» What you will do:
1 > In the StackExchange importer README below, why does step 4a remove the xml namespace prefix from the xsd files? Answer in one to three sentences.
2 > Write the next part of the StackExchange importer README, picking up after step 5.

» Selected extract:
┄┄┄┄┄┄┄┄┄┄┄┄┄┄┄┄┄┄┄┄

1 files changed, 62 insertions, 0 deletions
diff --git a/forum/importers/stackexchange/README b/forum/importers/stackexchange/README
new file mode 100644
index 00000000..64d8f5fb
--- /dev/null
+++ b/forum/importers/stackexchange/README
@@ -0,0 +1,62 @@
+this app's function will be to:
+
+* install it's own tables (#todo: not yet automated)
+* read SE xml dump into DjangoDB (automated)
+* populate osqa database (automated)
+* remove SE tables (#todo: not done yet)
+
+Current process to load SE data into OSQA is:
+==============================================
+
+1) backup database
+
+2) unzip SE dump into dump_dir (any directory name)
+   you may want to make sure that your dump directory in .gitignore file
+   so that you don't publish it by mistake
+
+3) enable 'stackexchange' in the list of installed apps (probably aready in settings.py)
+
+4) (optional - create models.py for SE, which is included anyway) run: 
+
+    #a) run in-place removal of xml namspace prefix to make parsing easier
+    perl -pi -w -e 's/xs://g' $SE_DUMP_PATH/xsd/*.xsd 
+    cd stackexchange
+    python parse_models.py $SE_DUMP_PATH/xsd/*.xsd > models.py
+
+5) Install stackexchange models (as well as any other missing models)

┄┄┄┄┄┄┄┄┄┄┄┄┄┄┄┄┄┄┄┄

» Extracted information:
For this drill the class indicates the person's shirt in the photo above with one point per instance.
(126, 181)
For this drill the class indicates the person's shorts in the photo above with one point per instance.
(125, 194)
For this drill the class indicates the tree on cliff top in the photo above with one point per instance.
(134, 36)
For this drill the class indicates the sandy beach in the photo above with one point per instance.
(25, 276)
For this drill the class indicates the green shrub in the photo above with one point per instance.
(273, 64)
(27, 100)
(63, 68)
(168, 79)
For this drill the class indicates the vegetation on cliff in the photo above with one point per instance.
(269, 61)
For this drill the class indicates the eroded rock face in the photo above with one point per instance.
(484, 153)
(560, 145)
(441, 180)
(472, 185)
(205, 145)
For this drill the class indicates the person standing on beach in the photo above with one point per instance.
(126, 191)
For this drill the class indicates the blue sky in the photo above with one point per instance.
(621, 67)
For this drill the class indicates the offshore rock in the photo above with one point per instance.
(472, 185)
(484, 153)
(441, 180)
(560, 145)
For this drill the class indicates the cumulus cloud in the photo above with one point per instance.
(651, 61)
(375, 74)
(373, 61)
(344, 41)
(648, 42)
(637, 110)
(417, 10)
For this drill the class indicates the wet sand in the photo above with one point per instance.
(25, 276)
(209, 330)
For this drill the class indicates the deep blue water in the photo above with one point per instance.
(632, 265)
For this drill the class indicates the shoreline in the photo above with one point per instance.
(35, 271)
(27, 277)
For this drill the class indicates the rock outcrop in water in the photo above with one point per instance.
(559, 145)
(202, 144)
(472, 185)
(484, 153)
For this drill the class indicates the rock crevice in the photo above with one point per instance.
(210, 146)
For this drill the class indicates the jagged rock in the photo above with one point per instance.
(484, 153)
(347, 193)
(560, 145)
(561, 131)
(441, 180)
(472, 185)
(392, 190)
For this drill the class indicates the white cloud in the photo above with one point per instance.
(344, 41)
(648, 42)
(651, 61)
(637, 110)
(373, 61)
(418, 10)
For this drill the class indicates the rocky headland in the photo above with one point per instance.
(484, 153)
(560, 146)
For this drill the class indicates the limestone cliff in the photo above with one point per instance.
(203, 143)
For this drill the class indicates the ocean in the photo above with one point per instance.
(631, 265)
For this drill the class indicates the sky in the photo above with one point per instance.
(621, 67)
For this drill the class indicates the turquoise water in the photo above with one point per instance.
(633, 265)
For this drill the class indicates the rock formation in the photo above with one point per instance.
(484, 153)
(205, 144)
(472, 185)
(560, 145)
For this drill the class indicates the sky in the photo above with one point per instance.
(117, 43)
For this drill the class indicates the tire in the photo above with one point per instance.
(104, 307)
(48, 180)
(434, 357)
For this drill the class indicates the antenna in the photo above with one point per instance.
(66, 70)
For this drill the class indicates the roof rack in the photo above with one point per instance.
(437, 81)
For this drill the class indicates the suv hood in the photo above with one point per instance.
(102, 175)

┄┄┄┄┄┄┄┄┄┄┄┄┄┄┄┄┄┄┄┄

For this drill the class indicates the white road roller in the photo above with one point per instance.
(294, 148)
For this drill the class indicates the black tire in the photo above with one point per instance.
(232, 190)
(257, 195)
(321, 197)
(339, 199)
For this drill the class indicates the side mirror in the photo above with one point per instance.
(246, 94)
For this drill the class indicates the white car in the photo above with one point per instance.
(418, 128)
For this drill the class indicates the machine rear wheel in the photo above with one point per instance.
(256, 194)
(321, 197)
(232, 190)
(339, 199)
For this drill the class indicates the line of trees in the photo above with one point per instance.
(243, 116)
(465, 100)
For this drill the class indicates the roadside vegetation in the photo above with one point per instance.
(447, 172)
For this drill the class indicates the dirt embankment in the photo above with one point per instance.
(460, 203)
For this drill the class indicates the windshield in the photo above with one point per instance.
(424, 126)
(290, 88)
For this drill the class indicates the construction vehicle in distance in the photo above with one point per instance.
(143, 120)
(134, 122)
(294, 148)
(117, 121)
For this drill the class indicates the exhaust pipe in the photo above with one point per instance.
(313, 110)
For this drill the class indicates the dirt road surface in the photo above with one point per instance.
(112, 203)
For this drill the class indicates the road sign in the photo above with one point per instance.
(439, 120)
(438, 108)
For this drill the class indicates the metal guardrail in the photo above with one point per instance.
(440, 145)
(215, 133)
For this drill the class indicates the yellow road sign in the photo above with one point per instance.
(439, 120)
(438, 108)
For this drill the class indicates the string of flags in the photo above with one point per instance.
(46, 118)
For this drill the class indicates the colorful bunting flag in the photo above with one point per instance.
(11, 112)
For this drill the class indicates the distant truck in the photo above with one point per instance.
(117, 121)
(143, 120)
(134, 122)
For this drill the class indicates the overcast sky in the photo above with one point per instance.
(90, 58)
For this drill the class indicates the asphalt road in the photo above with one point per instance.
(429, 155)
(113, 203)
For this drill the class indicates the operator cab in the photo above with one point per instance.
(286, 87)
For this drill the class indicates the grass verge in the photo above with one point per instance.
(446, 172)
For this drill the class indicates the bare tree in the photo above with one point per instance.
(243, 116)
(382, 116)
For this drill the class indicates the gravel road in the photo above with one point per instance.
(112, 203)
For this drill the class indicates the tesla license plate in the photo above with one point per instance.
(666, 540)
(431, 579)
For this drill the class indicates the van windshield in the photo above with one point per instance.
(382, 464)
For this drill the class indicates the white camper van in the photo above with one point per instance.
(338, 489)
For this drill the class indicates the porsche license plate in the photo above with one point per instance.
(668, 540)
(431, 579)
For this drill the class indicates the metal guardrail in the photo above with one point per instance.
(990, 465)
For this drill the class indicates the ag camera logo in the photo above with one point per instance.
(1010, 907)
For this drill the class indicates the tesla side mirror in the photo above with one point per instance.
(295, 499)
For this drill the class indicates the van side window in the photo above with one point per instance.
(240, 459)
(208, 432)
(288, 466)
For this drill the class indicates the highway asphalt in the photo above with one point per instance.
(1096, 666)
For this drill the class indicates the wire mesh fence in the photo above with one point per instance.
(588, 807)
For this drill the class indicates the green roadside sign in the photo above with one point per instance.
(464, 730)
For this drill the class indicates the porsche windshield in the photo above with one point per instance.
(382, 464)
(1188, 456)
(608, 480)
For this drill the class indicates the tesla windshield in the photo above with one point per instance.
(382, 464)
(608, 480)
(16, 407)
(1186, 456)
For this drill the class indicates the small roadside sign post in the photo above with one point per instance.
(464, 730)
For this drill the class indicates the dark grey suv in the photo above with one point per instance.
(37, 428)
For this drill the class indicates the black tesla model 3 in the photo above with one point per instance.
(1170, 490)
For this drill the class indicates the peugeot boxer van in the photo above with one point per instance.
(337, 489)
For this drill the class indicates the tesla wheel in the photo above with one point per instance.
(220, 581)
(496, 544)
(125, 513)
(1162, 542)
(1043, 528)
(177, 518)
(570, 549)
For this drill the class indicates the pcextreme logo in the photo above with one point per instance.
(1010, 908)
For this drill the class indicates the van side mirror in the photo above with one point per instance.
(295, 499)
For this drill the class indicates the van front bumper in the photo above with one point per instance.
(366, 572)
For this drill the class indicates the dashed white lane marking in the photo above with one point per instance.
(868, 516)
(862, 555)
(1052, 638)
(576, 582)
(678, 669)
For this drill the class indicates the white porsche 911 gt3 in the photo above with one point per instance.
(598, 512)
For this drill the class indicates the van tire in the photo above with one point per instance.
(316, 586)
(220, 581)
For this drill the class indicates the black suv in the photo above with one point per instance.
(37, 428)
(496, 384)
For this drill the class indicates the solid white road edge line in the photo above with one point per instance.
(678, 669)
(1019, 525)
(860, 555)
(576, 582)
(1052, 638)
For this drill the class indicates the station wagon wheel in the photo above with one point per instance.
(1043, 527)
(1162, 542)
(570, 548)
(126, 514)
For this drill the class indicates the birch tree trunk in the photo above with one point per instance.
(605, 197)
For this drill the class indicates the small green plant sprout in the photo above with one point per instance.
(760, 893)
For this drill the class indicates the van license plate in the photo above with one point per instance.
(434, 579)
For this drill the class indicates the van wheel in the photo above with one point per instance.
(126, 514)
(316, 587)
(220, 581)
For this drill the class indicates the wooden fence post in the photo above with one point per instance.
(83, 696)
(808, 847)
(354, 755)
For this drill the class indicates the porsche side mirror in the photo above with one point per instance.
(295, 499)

┄┄┄┄┄┄┄┄┄┄┄┄┄┄┄┄┄┄┄┄

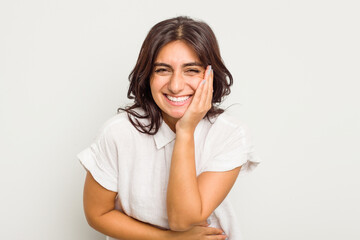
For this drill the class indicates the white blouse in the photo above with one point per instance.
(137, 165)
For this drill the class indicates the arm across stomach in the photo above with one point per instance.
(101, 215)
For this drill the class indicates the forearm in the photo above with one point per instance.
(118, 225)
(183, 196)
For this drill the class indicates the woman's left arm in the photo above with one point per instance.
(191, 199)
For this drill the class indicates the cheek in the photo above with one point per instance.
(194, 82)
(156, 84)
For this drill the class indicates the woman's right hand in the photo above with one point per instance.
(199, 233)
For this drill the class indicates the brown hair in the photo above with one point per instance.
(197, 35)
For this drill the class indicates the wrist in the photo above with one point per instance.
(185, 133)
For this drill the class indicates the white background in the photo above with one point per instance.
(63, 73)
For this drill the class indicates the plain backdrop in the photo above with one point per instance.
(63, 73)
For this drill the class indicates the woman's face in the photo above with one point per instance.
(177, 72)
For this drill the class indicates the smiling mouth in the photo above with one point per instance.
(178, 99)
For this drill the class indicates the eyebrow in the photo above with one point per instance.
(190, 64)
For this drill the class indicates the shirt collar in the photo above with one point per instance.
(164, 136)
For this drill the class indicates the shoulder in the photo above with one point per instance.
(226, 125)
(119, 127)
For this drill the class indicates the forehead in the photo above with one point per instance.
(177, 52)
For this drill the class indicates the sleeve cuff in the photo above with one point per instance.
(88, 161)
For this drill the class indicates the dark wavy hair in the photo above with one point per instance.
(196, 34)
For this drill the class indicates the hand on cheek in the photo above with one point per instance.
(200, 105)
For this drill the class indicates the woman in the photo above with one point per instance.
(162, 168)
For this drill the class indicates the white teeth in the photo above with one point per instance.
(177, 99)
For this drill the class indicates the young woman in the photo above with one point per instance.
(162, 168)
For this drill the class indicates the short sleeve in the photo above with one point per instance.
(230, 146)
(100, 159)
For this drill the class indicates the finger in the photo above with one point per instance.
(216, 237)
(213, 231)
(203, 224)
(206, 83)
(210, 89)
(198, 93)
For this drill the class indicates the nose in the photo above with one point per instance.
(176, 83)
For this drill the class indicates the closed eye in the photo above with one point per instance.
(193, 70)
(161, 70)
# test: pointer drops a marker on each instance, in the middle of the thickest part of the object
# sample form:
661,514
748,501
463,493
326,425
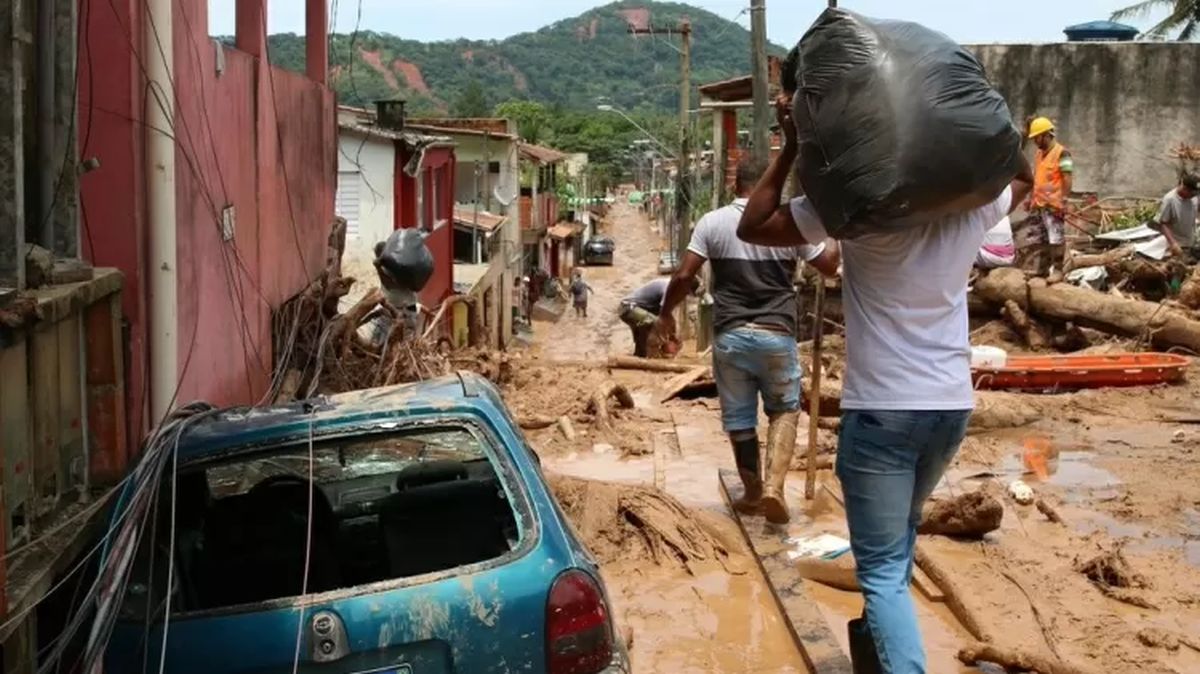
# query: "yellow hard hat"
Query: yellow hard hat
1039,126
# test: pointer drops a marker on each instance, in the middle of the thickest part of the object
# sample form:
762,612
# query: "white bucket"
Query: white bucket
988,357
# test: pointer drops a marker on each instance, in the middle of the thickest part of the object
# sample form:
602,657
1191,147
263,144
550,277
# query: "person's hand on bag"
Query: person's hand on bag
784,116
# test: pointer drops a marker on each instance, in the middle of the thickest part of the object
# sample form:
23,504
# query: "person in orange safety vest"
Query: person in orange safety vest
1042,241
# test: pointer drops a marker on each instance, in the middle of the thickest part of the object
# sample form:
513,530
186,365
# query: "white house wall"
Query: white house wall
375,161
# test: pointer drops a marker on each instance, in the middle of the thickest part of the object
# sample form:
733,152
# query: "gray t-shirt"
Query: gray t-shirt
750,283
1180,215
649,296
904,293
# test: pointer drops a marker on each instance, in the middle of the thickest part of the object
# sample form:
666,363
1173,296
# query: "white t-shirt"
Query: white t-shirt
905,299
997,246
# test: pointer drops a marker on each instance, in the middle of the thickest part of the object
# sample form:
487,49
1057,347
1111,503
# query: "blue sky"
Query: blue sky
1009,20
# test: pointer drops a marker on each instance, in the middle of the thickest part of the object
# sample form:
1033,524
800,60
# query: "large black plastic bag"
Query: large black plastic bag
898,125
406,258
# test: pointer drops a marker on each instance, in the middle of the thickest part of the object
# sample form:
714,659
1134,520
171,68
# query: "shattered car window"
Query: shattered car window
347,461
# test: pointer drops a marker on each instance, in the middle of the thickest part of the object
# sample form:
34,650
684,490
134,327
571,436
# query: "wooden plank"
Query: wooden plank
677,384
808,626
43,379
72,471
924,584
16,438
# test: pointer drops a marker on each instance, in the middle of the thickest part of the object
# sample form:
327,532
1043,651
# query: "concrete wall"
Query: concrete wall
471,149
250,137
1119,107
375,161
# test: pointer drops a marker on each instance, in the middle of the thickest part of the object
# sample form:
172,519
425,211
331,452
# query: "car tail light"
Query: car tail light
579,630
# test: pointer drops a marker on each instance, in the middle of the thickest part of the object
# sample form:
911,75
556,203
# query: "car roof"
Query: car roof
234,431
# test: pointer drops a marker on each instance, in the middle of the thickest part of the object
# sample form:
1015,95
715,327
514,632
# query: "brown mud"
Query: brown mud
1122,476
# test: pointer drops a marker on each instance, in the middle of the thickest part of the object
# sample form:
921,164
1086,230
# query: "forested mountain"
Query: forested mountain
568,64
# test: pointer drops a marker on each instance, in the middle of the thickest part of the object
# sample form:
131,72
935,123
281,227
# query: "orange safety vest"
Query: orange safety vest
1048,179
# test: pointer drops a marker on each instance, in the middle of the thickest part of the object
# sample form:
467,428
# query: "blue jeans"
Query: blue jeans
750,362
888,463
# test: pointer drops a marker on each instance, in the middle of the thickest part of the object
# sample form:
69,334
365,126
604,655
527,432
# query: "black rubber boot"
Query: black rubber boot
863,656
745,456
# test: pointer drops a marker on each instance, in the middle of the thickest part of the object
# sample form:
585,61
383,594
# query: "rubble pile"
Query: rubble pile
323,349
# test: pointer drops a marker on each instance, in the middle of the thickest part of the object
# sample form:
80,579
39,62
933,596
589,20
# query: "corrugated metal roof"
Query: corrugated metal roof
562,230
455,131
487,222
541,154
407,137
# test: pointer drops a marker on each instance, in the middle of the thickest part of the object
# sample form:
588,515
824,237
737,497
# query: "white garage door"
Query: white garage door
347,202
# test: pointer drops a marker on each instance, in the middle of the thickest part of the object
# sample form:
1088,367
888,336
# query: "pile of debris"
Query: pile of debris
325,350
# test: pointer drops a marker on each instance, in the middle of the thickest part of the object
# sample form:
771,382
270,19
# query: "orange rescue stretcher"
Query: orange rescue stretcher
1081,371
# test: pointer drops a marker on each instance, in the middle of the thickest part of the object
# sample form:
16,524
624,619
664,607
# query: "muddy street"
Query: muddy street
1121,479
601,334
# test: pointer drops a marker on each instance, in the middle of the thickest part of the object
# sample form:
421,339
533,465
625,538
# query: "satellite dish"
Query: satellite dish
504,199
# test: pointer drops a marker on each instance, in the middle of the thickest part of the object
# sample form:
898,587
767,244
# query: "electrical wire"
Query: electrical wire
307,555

┄┄┄┄┄┄┄┄┄┄┄┄┄┄┄┄┄┄┄┄

» Exercise results:
1 > The "xs:" prefix is stripped from the xsd files in place to make parsing easier, before parse_models.py generates models.py from them.

2 >
+    python manage.py syncdb
+
+6) make sure that osqa badges are installed
+   if not, run (example for mysql):
+
+   mysql -u user -p dbname < sql_scripts/badges.sql
+
+7) load SE data:
+
+    python manage.py load_stackexchange dump_dir
+
+    if anything doesn't go right - run 'python manage.py flush' and repeat
+    steps 6 and 7
+
+NOTES:
+============
+
+Here is the load script that I used for the testing
+it assumes that SE dump has been unzipped inside the tmp directory
+
+    #!/bin/sh$
+    python manage.py flush 
+    #delete all data
+    mysql -u osqa -p osqa < sql_scripts/badges.sql
+    python manage.py load_stackexchange tmp
+
+Untested parts are tagged with comments starting with 
+#todo:
+
+The test set did not have all the usage cases of StackExchange represented so
+it may break with other sets.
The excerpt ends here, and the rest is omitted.